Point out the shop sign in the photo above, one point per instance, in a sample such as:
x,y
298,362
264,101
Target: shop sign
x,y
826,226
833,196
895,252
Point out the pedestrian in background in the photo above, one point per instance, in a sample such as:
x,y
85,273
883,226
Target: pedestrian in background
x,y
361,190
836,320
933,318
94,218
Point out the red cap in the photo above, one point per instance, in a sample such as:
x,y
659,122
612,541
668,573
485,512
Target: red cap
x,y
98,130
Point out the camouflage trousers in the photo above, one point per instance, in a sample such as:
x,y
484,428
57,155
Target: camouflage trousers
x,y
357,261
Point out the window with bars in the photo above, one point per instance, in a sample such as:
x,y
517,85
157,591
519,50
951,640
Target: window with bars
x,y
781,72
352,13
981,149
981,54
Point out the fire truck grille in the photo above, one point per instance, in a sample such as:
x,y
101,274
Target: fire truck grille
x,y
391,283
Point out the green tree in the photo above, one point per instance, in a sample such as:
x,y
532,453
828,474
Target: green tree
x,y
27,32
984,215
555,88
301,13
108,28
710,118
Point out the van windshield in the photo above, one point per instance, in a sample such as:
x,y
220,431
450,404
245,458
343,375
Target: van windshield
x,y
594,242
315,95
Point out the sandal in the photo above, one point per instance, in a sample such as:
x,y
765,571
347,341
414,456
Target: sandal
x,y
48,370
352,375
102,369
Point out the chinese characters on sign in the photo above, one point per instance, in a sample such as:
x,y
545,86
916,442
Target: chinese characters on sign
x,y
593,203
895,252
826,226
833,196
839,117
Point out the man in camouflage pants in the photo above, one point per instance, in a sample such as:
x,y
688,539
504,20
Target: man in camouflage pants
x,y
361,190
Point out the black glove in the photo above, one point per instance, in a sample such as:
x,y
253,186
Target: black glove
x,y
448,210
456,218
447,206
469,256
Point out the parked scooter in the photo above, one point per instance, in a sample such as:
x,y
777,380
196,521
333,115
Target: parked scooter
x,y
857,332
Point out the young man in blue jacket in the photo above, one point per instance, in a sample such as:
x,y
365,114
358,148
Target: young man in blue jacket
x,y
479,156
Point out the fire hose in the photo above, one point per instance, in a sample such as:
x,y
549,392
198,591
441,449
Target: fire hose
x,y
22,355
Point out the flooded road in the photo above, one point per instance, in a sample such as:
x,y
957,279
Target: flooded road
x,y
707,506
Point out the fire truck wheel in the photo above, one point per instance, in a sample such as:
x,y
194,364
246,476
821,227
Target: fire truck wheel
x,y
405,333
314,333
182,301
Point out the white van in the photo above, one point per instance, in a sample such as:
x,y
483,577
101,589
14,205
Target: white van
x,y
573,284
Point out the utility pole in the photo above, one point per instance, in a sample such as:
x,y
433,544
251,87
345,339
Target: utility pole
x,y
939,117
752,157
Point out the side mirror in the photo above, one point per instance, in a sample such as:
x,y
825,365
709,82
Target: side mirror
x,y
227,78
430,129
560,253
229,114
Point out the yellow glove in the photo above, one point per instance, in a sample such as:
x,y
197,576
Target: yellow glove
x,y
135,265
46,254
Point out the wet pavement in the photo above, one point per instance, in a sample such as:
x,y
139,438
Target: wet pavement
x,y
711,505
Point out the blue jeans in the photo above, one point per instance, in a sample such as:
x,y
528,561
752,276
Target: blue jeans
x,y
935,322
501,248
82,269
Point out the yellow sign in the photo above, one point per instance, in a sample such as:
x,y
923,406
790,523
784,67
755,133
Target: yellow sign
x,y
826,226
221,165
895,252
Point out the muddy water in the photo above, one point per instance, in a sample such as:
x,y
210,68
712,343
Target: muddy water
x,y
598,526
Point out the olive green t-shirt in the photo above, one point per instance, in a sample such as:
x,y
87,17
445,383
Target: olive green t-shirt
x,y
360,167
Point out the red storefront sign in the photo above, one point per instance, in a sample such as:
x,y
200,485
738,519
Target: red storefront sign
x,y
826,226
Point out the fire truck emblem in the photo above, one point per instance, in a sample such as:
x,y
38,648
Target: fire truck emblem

◆ Task instructions
Reproduce the lines word for word, starting at the one holding "Point out the muddy" and ending at the final line of the material above.

◆ Solution
Point out the muddy water in the photo above, one point per instance, in a sample such as:
x,y
210,68
712,343
Target: muddy water
x,y
598,526
Point out the olive green t-shirt in the photo above, one point per instance, in a sample such as:
x,y
87,17
445,383
Target: olive green t-shirt
x,y
360,167
Point out the red storefront sign in the photo above, one point per instance, in a sample such as:
x,y
200,485
738,519
Target: red storefront sign
x,y
826,226
Point out the fire truck emblem in the photo above, one point per instance, in a sample such as:
x,y
38,648
Target: fire truck emblem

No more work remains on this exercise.